■ **DOCUMENT**

________________________

The book says that had India followed Mahatma Gandhi’s non-violent protests alone, India’s Independence would perhaps have been delayed by 30-40 years, like in the case of many African countries.

Had it not been for the Indian National Army (INA) that Netaji Subhas Chandra Bose formed with Japanese help, India, like many African nations, would probably have secured its independence some 30-40 years after it finally did in 1947 by the “actual and implied violence of Bose and his INA”, if India had followed Mahatma Gandhi’s form of mass mobilisation and non-violent protests which, arguably, lacked efficacy. This is the decisive message that emerges from the book Bose or Gandhi: Who Got India Her Freedom? by Maj Gen (Dr) G.D. Bakshi SM, VSM (retd). The book, published by KW Publishers Pvt Ltd, attempts to settle the long-standing debate over this question at a very crucial juncture—today (21 October, Sunday) is the 75th anniversary of the formation of the Hukumate Azad Hind government-in-exile by Netaji Subhas Bose in Singapore (1943), ahead of yet another significant milestone, the 150th birth anniversary of Mahatma Gandhi that falls on 2 October next year.

________________________

Rows from an object pointing dataset
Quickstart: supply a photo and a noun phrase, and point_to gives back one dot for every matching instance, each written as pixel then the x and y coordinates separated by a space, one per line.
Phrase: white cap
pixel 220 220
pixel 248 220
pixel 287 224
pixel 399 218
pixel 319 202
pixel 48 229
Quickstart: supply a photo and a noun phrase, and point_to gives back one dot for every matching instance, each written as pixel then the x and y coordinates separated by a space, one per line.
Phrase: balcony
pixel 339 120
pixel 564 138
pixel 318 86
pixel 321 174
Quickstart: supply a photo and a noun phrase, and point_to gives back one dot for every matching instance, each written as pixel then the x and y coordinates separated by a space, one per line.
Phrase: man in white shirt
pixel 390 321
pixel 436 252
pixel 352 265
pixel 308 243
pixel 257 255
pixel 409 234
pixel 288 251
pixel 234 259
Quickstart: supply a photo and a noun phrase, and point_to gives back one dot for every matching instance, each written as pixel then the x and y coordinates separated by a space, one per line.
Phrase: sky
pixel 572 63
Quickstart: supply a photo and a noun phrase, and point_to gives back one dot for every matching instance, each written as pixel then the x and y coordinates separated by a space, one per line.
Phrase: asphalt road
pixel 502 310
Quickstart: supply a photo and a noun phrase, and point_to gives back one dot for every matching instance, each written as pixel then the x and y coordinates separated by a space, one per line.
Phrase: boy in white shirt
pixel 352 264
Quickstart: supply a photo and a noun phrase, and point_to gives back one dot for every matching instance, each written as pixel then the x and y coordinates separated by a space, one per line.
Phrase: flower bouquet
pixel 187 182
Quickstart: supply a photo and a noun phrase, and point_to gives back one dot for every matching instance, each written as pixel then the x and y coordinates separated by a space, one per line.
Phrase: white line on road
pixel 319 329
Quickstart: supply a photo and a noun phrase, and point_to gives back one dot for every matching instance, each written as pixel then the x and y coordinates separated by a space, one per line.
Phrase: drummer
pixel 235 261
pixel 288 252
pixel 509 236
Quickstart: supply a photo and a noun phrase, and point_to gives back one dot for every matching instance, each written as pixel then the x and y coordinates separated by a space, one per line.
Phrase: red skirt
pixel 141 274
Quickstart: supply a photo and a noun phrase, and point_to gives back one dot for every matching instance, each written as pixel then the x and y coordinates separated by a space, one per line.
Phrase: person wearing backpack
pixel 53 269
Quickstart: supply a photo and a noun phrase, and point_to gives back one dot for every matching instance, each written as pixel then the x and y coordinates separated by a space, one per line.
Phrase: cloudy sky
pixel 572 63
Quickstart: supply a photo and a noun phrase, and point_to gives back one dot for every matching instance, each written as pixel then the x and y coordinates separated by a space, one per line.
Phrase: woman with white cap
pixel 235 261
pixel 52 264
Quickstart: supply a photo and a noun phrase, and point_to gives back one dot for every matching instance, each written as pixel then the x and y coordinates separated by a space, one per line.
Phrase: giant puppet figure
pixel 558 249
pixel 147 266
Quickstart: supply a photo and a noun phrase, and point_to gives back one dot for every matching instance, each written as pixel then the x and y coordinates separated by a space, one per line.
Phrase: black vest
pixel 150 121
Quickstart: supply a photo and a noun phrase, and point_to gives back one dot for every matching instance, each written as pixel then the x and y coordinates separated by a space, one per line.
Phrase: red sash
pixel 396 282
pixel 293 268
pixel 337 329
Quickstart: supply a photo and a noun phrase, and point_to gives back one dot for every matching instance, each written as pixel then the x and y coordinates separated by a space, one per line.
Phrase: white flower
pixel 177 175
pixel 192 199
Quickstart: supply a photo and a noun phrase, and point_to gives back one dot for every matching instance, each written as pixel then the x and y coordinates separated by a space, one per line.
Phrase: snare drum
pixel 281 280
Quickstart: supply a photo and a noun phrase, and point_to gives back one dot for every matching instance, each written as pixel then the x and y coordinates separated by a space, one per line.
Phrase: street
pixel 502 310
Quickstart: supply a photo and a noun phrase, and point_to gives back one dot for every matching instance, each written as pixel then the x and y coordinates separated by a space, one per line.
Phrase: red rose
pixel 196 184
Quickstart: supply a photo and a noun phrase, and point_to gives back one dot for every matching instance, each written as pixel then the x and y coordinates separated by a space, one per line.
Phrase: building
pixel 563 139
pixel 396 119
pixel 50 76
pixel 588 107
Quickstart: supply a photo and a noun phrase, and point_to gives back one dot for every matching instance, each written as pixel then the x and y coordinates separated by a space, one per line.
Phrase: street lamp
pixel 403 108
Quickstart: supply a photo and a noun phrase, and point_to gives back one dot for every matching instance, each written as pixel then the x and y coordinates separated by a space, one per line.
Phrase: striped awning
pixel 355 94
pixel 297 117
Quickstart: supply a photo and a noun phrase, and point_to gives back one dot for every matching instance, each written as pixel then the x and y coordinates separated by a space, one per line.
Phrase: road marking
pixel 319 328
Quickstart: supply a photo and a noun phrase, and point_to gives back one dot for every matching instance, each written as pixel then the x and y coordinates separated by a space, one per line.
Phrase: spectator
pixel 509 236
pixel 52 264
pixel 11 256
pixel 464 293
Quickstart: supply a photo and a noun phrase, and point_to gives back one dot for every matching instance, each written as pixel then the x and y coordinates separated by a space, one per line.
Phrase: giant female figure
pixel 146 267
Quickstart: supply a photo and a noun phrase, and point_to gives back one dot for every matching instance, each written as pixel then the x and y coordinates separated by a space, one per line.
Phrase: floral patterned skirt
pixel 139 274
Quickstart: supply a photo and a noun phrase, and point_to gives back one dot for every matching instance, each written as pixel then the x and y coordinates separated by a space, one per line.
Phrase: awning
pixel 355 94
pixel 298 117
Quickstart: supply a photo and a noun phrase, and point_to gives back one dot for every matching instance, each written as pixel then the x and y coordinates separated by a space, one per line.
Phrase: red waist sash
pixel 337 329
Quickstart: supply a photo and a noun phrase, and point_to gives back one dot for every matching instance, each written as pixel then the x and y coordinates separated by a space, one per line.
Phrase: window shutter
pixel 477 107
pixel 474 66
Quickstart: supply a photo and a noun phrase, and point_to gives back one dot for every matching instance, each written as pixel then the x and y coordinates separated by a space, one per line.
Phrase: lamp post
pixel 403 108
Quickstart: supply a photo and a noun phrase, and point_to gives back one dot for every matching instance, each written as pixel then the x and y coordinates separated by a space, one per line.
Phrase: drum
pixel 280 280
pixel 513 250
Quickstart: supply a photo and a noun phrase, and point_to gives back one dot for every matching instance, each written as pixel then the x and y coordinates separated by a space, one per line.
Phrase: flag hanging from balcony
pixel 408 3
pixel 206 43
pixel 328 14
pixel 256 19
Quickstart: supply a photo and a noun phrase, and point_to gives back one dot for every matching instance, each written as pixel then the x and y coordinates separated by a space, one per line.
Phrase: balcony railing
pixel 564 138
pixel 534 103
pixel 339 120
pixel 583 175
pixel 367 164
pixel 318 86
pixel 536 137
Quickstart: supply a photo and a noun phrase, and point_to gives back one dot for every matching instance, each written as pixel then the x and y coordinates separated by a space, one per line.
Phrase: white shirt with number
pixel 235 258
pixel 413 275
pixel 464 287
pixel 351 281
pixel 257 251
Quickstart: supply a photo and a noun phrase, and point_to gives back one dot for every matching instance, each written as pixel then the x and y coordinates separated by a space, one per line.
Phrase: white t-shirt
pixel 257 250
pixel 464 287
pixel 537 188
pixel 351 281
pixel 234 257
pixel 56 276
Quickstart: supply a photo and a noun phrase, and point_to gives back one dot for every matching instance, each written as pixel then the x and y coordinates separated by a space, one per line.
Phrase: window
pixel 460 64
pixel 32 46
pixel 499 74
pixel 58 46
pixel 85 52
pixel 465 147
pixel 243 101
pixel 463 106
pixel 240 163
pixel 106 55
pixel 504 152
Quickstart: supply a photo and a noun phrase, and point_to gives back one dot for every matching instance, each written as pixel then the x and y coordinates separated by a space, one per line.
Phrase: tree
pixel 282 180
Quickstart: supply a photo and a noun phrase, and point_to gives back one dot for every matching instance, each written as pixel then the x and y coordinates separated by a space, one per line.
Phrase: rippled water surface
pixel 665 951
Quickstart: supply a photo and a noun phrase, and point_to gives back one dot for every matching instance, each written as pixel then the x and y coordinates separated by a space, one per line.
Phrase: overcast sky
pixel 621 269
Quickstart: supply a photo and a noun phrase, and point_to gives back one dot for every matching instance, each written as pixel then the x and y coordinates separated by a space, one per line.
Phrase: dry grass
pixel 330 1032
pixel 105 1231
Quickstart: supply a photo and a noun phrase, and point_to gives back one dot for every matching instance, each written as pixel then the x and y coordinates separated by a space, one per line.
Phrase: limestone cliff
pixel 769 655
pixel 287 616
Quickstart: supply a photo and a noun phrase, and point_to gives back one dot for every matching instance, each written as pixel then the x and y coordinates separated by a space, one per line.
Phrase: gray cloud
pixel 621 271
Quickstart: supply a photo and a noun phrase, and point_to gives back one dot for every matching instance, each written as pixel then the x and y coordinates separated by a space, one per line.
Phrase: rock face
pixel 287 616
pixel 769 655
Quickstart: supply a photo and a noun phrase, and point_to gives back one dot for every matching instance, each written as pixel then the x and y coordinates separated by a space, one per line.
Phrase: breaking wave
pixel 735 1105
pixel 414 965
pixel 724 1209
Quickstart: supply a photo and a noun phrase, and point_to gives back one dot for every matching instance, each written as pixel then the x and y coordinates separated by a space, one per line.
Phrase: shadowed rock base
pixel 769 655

________________________

■ **TASKS TO COMPLETE**
**a)** Answer these questions from the article on Bose and Gandhi:
(i) Which company published the book?
(ii) In what city and year did Netaji Subhas Bose form the Hukumate Azad Hind government-in-exile?
(iii) By how many years does the book suggest India's independence might have been delayed under non-violent protest alone?
**b)** Using the article on Bose and Gandhi, decide whether each statement agrees with it. Answer yes or no and quote the words that settle it.
(i) Bose formed the Indian National Army with Japanese help.
(ii) Mahatma Gandhi wrote the book Bose or Gandhi: Who Got India Her Freedom?
(iii) India gained its independence in 1950.
**c)** Carry the article on Bose and Gandhi forward from its last sentence.

■ **RESPONSES BY TASK**
**a)**
(i) KW Publishers Pvt Ltd
(ii) Singapore, 1943
(iii) 30-40 years

**b)**
(i) Yes: "the Indian National Army (INA) that Netaji Subhas Chandra Bose formed with Japanese help"
(ii) No: "by Maj Gen (Dr) G.D. Bakshi SM, VSM (retd)"
(iii) No: "some 30-40 years after it finally did in 1947"

**c)**
The book says that “left to non-violence alone, freedom would have come to us in India somewhere in the 1980s or 1990s, just as it had come to South Africa only in April 1994 because it had relied on non-violence alone”. All African countries, the book points out, that adopted non-violent methods for their freedom struggle only got their liberation from 1960-1970 onwards and even later. The book also categorically rubbishes claims of “court historians” who have the “temerity to call the Indian freedom struggle an entirely peaceful and non-violent affair”. The author points to a popular lyric that is part of the hagiography that has been so assiduously built around the legacy of the Nehru-Gandhi dynasty. It says: De di hame azaadi bina kharag bina dhal, Sabarmati ke sant tune kar diya kamaal. This translates into: “O Saint of Sabarmati You wrought a miracle, You gave us our freedom sans sword and shield.”

This lyric, the author says, is an “unabashed insult to the 26,000 martyrs of the INA”. The INA had an overall strength of some 60,000. Of these, as per official INA history, some 26,000 laid down their lives. This amounts to 43% of the force that was martyred. […]

Bose or Gandhi: Who Got India Her Freedom?
By Maj, Gen (Dr)G.D.Bakshi), SM, VSM (Retd)
244 pp.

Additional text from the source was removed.